Here are the files: https://drive.google.com/drive/u/1/folders/1atg8MTNvu87Pw2TAUQxkLzNk7kk5lbJN

You need to write your own reader for those datasets (as I only have them in Java). After that, you should be able to run them with this package, given the mappings.

Let me know if you have any questions here, or send me an email.

hitercs commented 5 years ago

Hi,

Thanks. That's great. I well receive 1) the mappings for CoNLL/Ontonotes/MUC experiments 2) full Ontonotes_fine test sets. But the BioNLPST16.zip data seems to be broken? Can you open it in correct format? What tools do you use to open if you are ok with them? Finally, when you say you didn't process all the data into Python formats for Ontonotes_fine, the data mention here refers to wikilinks.min.embedding.pickle and target.min.embedding.pickle? But the Ontonotes_fine test data is the full version? Am I right? Thanks.

Slash0BZ commented 5 years ago

Updated the bioNLP file. Could you check again?

- Requirements:
In the excerpted thread, which file does the last reply say was updated? The listing after this thread plays no part in what you are asked to do.

- Excerpted records:

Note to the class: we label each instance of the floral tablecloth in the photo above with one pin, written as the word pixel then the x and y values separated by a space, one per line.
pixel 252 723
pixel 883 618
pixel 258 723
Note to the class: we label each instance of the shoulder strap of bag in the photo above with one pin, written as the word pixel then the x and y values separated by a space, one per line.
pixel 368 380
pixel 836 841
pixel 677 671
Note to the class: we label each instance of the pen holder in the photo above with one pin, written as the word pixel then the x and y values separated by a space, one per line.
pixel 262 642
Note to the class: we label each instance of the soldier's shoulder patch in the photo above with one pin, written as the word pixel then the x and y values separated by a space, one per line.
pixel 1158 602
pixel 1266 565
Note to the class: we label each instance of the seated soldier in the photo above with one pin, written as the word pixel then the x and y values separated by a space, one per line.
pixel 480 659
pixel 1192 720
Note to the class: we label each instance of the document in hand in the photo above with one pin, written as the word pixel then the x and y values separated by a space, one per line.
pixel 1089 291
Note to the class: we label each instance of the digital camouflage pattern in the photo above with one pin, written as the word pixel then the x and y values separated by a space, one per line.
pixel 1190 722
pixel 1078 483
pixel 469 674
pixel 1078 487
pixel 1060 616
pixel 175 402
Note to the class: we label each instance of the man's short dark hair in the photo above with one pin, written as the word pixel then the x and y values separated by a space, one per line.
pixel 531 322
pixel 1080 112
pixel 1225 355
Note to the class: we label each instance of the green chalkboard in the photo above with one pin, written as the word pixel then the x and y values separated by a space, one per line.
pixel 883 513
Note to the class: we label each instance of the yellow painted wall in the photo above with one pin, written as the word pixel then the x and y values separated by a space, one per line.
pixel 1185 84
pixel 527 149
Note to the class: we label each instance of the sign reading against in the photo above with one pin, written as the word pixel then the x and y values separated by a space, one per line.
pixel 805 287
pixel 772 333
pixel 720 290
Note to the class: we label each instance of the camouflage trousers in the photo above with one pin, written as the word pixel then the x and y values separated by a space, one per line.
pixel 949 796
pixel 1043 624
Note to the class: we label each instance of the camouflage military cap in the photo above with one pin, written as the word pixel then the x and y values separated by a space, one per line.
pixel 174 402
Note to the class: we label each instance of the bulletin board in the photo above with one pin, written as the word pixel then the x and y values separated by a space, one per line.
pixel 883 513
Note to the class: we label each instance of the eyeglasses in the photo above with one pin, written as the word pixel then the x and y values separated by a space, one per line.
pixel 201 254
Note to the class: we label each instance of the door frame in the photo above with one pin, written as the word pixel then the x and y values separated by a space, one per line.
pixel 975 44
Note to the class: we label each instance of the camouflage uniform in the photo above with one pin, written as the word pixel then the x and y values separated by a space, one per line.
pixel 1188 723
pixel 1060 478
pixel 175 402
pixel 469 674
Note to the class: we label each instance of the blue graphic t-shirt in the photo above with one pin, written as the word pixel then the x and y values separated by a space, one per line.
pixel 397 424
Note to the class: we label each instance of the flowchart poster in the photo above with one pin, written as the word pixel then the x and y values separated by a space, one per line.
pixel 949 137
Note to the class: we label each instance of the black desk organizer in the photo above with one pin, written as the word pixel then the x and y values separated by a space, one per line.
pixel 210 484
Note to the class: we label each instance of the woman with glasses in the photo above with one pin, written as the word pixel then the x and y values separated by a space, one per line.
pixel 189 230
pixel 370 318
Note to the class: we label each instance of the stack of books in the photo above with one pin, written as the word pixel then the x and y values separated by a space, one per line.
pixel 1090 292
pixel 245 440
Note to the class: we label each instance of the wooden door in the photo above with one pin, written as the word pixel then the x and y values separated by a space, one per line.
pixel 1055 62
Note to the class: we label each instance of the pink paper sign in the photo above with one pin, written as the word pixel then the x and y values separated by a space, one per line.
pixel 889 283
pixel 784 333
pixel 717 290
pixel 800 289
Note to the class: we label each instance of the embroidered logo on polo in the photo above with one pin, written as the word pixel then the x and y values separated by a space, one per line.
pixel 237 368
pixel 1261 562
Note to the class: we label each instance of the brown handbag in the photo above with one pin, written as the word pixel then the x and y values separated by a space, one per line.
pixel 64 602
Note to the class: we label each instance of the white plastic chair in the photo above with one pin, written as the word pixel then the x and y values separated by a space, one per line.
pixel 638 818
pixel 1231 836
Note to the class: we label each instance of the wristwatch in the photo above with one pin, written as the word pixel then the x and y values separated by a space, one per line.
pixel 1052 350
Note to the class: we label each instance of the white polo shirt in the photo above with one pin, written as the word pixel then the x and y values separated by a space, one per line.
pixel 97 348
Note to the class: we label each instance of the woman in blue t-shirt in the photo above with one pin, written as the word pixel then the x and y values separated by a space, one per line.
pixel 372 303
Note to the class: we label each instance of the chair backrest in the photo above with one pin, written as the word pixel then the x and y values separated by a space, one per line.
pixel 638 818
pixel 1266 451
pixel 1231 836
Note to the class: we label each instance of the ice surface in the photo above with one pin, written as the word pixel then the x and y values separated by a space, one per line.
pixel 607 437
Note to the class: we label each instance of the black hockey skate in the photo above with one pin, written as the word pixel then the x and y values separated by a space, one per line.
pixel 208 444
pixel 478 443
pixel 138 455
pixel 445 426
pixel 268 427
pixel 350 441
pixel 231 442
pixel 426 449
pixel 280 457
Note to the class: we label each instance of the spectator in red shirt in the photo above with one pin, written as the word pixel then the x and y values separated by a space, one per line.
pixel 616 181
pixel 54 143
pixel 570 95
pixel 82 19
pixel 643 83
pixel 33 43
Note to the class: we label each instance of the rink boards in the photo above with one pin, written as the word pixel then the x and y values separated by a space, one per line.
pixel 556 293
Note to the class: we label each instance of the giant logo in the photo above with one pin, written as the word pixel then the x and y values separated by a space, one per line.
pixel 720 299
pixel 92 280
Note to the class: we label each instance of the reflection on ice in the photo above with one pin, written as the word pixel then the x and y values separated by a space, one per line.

- Solution to the exercise:
The bioNLP file.